Requirement:
Print the entries below in their entirety, exactly as they are written.
── Information supplied ──
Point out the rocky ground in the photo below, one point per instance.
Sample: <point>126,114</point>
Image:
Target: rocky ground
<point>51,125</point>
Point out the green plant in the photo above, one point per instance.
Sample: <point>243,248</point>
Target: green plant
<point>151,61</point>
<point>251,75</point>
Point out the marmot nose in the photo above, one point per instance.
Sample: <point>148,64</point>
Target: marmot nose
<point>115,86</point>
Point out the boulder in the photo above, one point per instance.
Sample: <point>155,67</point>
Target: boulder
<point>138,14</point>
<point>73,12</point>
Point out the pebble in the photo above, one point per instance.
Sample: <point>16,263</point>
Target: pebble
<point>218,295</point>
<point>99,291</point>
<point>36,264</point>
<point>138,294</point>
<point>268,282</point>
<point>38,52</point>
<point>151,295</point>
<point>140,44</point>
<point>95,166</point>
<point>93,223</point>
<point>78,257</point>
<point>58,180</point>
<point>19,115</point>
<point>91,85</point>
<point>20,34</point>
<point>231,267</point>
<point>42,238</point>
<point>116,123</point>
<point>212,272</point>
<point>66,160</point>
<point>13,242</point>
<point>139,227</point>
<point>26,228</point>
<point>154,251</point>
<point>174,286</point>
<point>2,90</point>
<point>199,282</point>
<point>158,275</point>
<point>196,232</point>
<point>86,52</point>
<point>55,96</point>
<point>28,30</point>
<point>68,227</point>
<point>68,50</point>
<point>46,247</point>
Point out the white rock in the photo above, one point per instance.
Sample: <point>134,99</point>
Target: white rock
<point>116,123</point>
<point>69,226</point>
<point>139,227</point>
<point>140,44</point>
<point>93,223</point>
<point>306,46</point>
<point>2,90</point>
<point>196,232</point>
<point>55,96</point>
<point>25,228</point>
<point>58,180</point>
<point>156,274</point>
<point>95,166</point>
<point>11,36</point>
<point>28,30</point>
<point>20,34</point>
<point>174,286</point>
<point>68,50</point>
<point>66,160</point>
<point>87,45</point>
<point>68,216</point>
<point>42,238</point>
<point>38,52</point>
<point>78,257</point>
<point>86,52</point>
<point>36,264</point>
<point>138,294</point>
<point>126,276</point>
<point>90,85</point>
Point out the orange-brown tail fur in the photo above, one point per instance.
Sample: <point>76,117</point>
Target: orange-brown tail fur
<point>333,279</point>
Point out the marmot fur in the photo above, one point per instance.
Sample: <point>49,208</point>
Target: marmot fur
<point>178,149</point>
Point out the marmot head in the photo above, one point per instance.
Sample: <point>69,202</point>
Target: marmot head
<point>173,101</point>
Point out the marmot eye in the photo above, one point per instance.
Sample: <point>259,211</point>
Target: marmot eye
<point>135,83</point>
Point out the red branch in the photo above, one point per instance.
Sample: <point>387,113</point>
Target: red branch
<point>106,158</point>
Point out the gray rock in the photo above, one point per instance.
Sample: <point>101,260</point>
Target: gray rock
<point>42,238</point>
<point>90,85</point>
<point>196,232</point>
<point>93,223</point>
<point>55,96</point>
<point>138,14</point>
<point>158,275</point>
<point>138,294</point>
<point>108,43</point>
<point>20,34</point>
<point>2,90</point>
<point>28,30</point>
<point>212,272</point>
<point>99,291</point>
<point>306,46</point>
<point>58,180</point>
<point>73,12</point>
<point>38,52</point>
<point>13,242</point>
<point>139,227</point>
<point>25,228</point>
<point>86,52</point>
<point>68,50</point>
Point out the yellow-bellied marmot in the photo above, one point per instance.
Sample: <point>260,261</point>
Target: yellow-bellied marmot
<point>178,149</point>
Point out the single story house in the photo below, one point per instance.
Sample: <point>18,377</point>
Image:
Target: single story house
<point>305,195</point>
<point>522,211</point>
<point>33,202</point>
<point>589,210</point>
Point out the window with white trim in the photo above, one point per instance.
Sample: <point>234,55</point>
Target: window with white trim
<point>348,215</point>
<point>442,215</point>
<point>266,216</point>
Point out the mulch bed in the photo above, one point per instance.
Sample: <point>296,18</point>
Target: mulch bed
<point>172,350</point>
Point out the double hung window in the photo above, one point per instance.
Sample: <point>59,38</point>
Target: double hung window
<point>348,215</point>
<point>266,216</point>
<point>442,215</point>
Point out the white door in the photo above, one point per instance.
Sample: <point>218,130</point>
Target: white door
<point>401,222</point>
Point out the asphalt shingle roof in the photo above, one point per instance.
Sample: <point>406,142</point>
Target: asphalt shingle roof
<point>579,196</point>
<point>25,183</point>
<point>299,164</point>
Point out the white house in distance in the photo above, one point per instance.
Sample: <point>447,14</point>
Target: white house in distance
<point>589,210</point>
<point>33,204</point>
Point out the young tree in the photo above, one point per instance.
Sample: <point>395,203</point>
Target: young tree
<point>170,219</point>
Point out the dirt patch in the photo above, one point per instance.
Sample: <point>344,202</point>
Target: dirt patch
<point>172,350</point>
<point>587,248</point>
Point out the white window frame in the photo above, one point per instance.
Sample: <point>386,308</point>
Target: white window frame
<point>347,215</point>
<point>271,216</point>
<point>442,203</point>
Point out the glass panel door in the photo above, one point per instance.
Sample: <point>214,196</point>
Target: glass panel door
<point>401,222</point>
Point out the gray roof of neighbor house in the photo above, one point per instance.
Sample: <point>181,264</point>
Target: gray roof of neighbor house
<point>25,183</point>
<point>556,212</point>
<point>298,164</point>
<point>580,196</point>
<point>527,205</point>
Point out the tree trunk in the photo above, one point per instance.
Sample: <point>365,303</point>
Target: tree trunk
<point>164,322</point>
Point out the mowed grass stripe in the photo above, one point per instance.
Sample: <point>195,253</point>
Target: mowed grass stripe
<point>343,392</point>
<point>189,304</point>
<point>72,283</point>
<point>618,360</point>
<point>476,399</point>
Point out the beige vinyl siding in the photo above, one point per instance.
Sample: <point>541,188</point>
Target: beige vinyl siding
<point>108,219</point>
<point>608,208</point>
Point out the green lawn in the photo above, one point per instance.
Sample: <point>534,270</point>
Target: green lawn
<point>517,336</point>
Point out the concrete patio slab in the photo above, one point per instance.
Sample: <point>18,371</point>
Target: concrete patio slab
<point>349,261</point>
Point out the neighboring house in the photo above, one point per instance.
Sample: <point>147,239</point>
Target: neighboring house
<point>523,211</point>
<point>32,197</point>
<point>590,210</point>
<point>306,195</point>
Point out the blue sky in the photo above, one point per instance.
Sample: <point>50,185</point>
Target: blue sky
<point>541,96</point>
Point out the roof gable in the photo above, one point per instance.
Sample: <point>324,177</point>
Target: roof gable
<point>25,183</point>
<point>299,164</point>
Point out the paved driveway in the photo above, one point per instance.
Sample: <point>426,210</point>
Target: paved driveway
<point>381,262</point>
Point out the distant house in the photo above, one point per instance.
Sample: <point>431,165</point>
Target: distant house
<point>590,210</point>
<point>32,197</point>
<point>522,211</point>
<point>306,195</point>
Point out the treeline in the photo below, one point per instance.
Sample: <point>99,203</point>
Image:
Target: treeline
───
Response:
Point out the rocky ground in the photo below, one point per instance.
Sample: <point>126,114</point>
Image:
Target: rocky ground
<point>51,125</point>
Point out the green plant in the photo above, one point per instance.
Sample: <point>243,248</point>
Target: green plant
<point>151,61</point>
<point>251,75</point>
Point out the marmot nose in the photo above, one point per instance.
Sample: <point>148,64</point>
Target: marmot nose
<point>115,86</point>
Point out the boulder in the photo above, one point per instance.
Sample: <point>155,67</point>
Target: boulder
<point>138,14</point>
<point>73,12</point>
Point out the pebble in the photo above, one point per instance.
Sample: <point>16,263</point>
Target: pebble
<point>218,295</point>
<point>99,291</point>
<point>36,264</point>
<point>138,294</point>
<point>268,282</point>
<point>38,52</point>
<point>151,295</point>
<point>140,44</point>
<point>95,166</point>
<point>93,223</point>
<point>78,257</point>
<point>58,180</point>
<point>19,115</point>
<point>91,85</point>
<point>20,34</point>
<point>231,267</point>
<point>42,238</point>
<point>116,123</point>
<point>212,272</point>
<point>66,160</point>
<point>13,242</point>
<point>139,227</point>
<point>26,228</point>
<point>154,251</point>
<point>174,286</point>
<point>2,90</point>
<point>199,282</point>
<point>158,275</point>
<point>196,232</point>
<point>86,52</point>
<point>55,96</point>
<point>28,30</point>
<point>68,227</point>
<point>68,50</point>
<point>46,247</point>
Point out the white rock in the photo above, one point per instance.
Sample: <point>134,99</point>
Target: white rock
<point>116,123</point>
<point>69,226</point>
<point>139,227</point>
<point>140,44</point>
<point>93,223</point>
<point>306,46</point>
<point>2,90</point>
<point>196,232</point>
<point>55,96</point>
<point>25,228</point>
<point>58,180</point>
<point>156,274</point>
<point>95,166</point>
<point>11,36</point>
<point>28,30</point>
<point>20,34</point>
<point>174,286</point>
<point>68,50</point>
<point>66,160</point>
<point>87,45</point>
<point>68,216</point>
<point>42,238</point>
<point>38,52</point>
<point>78,257</point>
<point>86,52</point>
<point>36,264</point>
<point>138,294</point>
<point>126,276</point>
<point>90,85</point>
Point out the orange-brown tail fur in the photo above, one point per instance.
Sample: <point>76,117</point>
Target: orange-brown tail fur
<point>333,279</point>
Point out the marmot fur in the photo above, one point per instance.
Sample: <point>49,208</point>
Target: marmot fur
<point>178,149</point>
Point out the marmot head in the photo above, one point per instance.
Sample: <point>69,202</point>
Target: marmot head
<point>173,101</point>
Point out the marmot eye in the photo above, one point per instance.
Sample: <point>259,211</point>
Target: marmot eye
<point>135,83</point>
Point out the red branch in the photo above, one point per instance.
Sample: <point>387,113</point>
Target: red branch
<point>106,158</point>
Point out the gray rock in the photo above, one point per instance.
Sample: <point>101,260</point>
Target: gray rock
<point>42,238</point>
<point>90,85</point>
<point>196,232</point>
<point>93,223</point>
<point>55,96</point>
<point>138,14</point>
<point>158,275</point>
<point>138,294</point>
<point>108,43</point>
<point>20,34</point>
<point>2,90</point>
<point>28,30</point>
<point>212,272</point>
<point>99,291</point>
<point>306,46</point>
<point>58,180</point>
<point>73,12</point>
<point>38,52</point>
<point>13,242</point>
<point>139,227</point>
<point>25,228</point>
<point>86,52</point>
<point>68,50</point>
Point out the yellow-bellied marmot in the photo above, one point per instance.
Sample: <point>260,261</point>
Target: yellow-bellied marmot
<point>178,149</point>
Point out the single story house in the photo below, one point per instance.
Sample: <point>18,377</point>
Image:
Target: single story house
<point>305,195</point>
<point>522,211</point>
<point>33,202</point>
<point>589,210</point>
Point out the window with white trim in the photo above, one point per instance.
Sample: <point>234,55</point>
Target: window with white trim
<point>348,215</point>
<point>442,215</point>
<point>266,216</point>
Point out the mulch bed in the photo above, one point per instance.
Sample: <point>296,18</point>
Target: mulch bed
<point>172,350</point>
Point out the double hung window in the photo above, one point per instance.
Sample: <point>59,38</point>
Target: double hung window
<point>348,215</point>
<point>266,216</point>
<point>442,215</point>
Point out the white door in the photo above, one point per instance.
Sample: <point>218,130</point>
Target: white door
<point>401,222</point>
Point out the asphalt shingle roof in the photo above, one point per instance.
Sample: <point>406,142</point>
Target: asphalt shingle roof
<point>579,196</point>
<point>25,183</point>
<point>299,164</point>
Point out the white house in distance in the photo above, one point per instance.
Sample: <point>447,14</point>
Target: white house in distance
<point>589,210</point>
<point>33,204</point>
Point out the young tree in the photo above, one point per instance.
Sample: <point>395,203</point>
Target: young tree
<point>170,219</point>
Point out the dirt patch in the photo above, one point per instance.
Sample: <point>344,202</point>
Target: dirt patch
<point>172,350</point>
<point>587,248</point>
Point out the white window frame in the photo above, one point per instance.
Sample: <point>386,308</point>
Target: white window frame
<point>347,215</point>
<point>271,216</point>
<point>442,203</point>
Point out the glass panel door in the photo above, one point per instance.
Sample: <point>214,196</point>
Target: glass panel door
<point>401,222</point>
Point out the gray roof of neighbor house in the photo above, one point per instance.
Sample: <point>181,264</point>
Target: gray roof of neighbor house
<point>25,183</point>
<point>556,212</point>
<point>298,164</point>
<point>580,196</point>
<point>527,205</point>
Point out the tree trunk in the photo above, one point per instance.
Sample: <point>365,303</point>
Target: tree trunk
<point>164,322</point>
Point out the mowed grass stripe in the photo above, one point per instance.
Sample: <point>195,253</point>
Target: mowed grass stripe
<point>343,392</point>
<point>189,304</point>
<point>72,283</point>
<point>618,360</point>
<point>476,399</point>
Point out the beige vinyl siding in the photo above, one point per instance.
Sample: <point>541,188</point>
Target: beige vinyl siding
<point>108,219</point>
<point>608,208</point>
Point out the green lawn in the photo above, one point per instance.
Sample: <point>534,270</point>
Target: green lawn
<point>517,336</point>
Point out the concrete patio slab in the photo above, one point per instance.
Sample: <point>18,371</point>
Target: concrete patio slab
<point>349,261</point>
Point out the neighboring house in the photo above, one point per instance.
Sample: <point>147,239</point>
Target: neighboring house
<point>523,211</point>
<point>32,197</point>
<point>590,210</point>
<point>306,195</point>
Point out the blue sky in the photo above, one point per instance.
Sample: <point>50,185</point>
Target: blue sky
<point>541,96</point>
Point out the roof gable in the photo above, one point per instance.
Sample: <point>324,177</point>
Target: roof gable
<point>25,183</point>
<point>299,164</point>
Point out the paved driveway in the photo above, one point per instance.
Sample: <point>426,210</point>
Target: paved driveway
<point>381,262</point>
Point out the distant house in the photo above, one point per instance.
Sample: <point>431,165</point>
Target: distant house
<point>590,210</point>
<point>32,197</point>
<point>522,211</point>
<point>306,195</point>
Point out the treeline in the photo below, one point per instance.
Sample: <point>99,203</point>
Image:
Target: treeline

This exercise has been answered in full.